= YOUR GOAL =
Transcribe the Boise State-Hawaii report card below word for word, everything from "You have to" down to "through the air).".

= ARTICLE =
Boise State Football

Boise State-Hawaii report card: Potent offense, opportunistic defense make the grade

The Boise State football team cleared a major hurdle on Saturday in its journey toward becoming the latest Group of Five program to be a thorn in the side of the College Football Playoff selection committee.

Two seasons ago, UCF declared itself the national champion after a perceived snub from the committee. This fall, Boise State is halfway to an unbeaten regular season.

After Saturday’s 59-37 win over Hawaii, the Broncos (6-0) remain the highest-ranked Group of Five school at No. 14 in the latest AP Top 25 poll. They’re joined by No. 19 SMU (6-0), No. 21 Cincinnati (5-1) and No. 24 Appalachian State (5-0).

Here’s a look at how Boise State did in all three phases on Saturday.

Offense: A-

You have to respect the job Boise State’s backup quarterbacks did. After Hank Bachmeier went down in the second quarter, Chase Cord came in and threw three touchdown passes and Jaylon Henderson threw one.

Wide receiver John Hightower (seven catches, 142 yards, two TDs) put together his best performance of the season, and he and fellow receiver CT Thomas (four catches, 53 yards) were the fastest players on the field.

A running game that has struggled to find its rhythm produced 203 yards at 5.2 yards per carry, and freshman running back George Holani found the end zone three times (twice through the air).

On Saturday, Boise State scored 50 points in a game for the first time since Oct. 19, 2018, when it beat Colorado State 56-28. But the real beauty of Saturday’s performance was the creativity with which the Broncos scored those points.

= DATA EXCERPTS =
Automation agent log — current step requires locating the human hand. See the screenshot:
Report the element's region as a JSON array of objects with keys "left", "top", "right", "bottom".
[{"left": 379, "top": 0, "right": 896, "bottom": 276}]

...

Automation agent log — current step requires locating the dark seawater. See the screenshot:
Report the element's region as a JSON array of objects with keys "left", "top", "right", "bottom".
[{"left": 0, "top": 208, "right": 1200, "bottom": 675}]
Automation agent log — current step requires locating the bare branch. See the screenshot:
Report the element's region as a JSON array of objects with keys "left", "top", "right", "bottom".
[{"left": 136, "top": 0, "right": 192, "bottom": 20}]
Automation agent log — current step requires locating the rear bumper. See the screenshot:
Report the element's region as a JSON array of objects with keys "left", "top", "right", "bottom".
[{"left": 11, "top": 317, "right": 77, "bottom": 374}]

= RIGHT ANSWER =
You have to respect the job Boise State’s backup quarterbacks did. After Hank Bachmeier went down in the second quarter, Chase Cord came in and threw three touchdown passes and Jaylon Henderson threw one.

Wide receiver John Hightower (seven catches, 142 yards, two TDs) put together his best performance of the season, and he and fellow receiver CT Thomas (four catches, 53 yards) were the fastest players on the field.

A running game that has struggled to find its rhythm produced 203 yards at 5.2 yards per carry, and freshman running back George Holani found the end zone three times (twice through the air).